*POR FAZER*:
1 > Com base no texto sobre arquitectura:
(a) Segundo a frase que começa por "Três:", o que aconteceu ao plano?
(b) Que nome é dado às novas arquitecturas a articular com novos projectos?
(c) Quais são as três características intrínsecas do espaço virtual?
2 > Continua o texto sobre arquitectura a partir da sua última frase.

*TEXTO FORNECIDO*:
-.-.-
Três: Paralelamente, também os modos como concebemos, antevemos, modelamos e construímos os edifícios reais sofreram alterações. O plano morreu. A representação foi temporalizada e operacionalizada como uma interface para simulações dinâmicas. O modelo informatizado tornou-se, tanto um meio de descrição, como um meio de instrução, na rápida elaboração de protótipos e na rápida construção robótica de formas complexas.
Estes três aspectos - novo espaço virtual, espaço-tempo físico inteligente radicalmente alterado e novos modos de concepção e de produção de formas de construção - deverão ser conjugados numa noção única e abrangente de arquitectura. No limiar do novo milénio, quando a informação e a matéria, o virtual e o real, o possível e o concreto se encontram cada vez mais entretecidos, necessitamos de fazer uma pausa e de articular novos projectos com novas arquitecturas: as transarquitecturas.
Do mesmo modo, a arquitectura do nosso tempo é, do ponto de vista informacional, de concepção algorítmica, capaz de gerar rapidamente protótipos e de produção robotizada. Trata-se de uma arquitectura inerentemente inteligente e interactiva, onde o espaço é atento e o tempo é inteligente, de uma arquitectura aberta à telepresença global e que só permite o isolamento através do acesso a sítios remotos.
Além disso, a arquitectura do nosso tempo é, ainda do ponto de vista informacional, de concepção algorítmica, de execução computorizada e habitada de uma forma interactiva. É, também, uma arquitectura de espaço virtual vigilante e de amostras de tempo astutas. Mais do que isso, o espaço virtual caracteriza-se por três características intrínsecas: a não-localização e a multiplicidade que lhe são inerentes (uma alteração fundamental de um ponto de vista fixo albertiniano para uma condição de presença interactiva) e a variabilidade radical das físicas electivas ou ficcionais.
-.-.-
[Registos de dados recolhidos]
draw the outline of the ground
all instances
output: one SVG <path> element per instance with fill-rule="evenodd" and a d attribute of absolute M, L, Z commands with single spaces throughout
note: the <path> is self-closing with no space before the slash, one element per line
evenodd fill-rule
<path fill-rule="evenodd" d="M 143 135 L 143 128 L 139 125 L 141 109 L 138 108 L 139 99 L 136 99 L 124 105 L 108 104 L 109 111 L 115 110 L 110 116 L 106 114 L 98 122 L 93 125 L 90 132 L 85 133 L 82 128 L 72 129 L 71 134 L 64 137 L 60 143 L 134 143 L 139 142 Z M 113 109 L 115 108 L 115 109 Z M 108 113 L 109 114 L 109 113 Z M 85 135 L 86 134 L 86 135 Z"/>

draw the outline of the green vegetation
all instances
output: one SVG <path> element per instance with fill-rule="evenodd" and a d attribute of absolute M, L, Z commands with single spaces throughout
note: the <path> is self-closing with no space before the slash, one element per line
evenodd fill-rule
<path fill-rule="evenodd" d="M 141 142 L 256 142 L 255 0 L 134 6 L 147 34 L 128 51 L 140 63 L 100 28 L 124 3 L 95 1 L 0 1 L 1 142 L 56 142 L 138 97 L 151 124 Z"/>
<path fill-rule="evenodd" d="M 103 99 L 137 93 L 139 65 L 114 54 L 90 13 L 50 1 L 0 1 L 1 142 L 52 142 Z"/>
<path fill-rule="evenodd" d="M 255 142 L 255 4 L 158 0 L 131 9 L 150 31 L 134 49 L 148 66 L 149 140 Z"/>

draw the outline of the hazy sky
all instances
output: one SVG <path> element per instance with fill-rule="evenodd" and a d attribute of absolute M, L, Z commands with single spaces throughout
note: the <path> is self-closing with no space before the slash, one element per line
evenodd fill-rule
-.-.-
*RESPOSTAS FINAIS*:
1 >
(a) Morreu.
(b) Transarquitecturas.
(c) A não-localização, a multiplicidade e a variabilidade radical das físicas electivas ou ficcionais.

2 >
Na virtualidade computacional, a disciplina fundamental envolve a substituição de todas as constantes por variáveis. Do ponto de vista topológico, o estudo destas relações (invariáveis perante transformações e deformações) é desafiado pela computação. Do encontro da computação e da topologia resulta uma nova entidade conceptual: a noção de "topologia variável". Esta aparente auto-contradição é resolvida a um nível mais elevado, um 'meta-'nível. À semelhança da arquitectura líquida e da vida artificial, a topologia variável constitui uma condição em que a invariância não assume uma forma, mas sim um princípio criador ou uma metaforma algorítmica. Discreta ou contínua, condicional ou estocástica, a topologia variável fornece caracterizações úteis do suave espaço deleuziano, sem exigir uma perda mortificadora da liberdade nómada.
A transarquitectura constitui uma forma de arquitectura plurifiliar e multi-tarefa que tece o informacional e o material, o virtual e o real, o possível e o concreto. Associado ao conceito de metamorfose, o prefixo "trans" reflecte uma condição de mudança que, embora desenvolvida a partir de uma base conhecida e familiar, se converte rapidamente numa entidade independente da mesma. A "transdisciplinaridade" difere da "interdisciplinaridade" ou da "multidisciplinaridade", na medida em transcende definições prévias, penetrando em áreas de investigação até aí desconhecidas. Embora a lúcida expressão "estereo-realidade" criada por Paul Virilio deixe bem claro o efeito estereoscópico da duplicação do real pelo virtual, penso que o termo "transreal" explica o carácter fundamentalmente estranho da realidade que emerge da estereópse e aponta directamente para o projecto globalizante do transmoderno.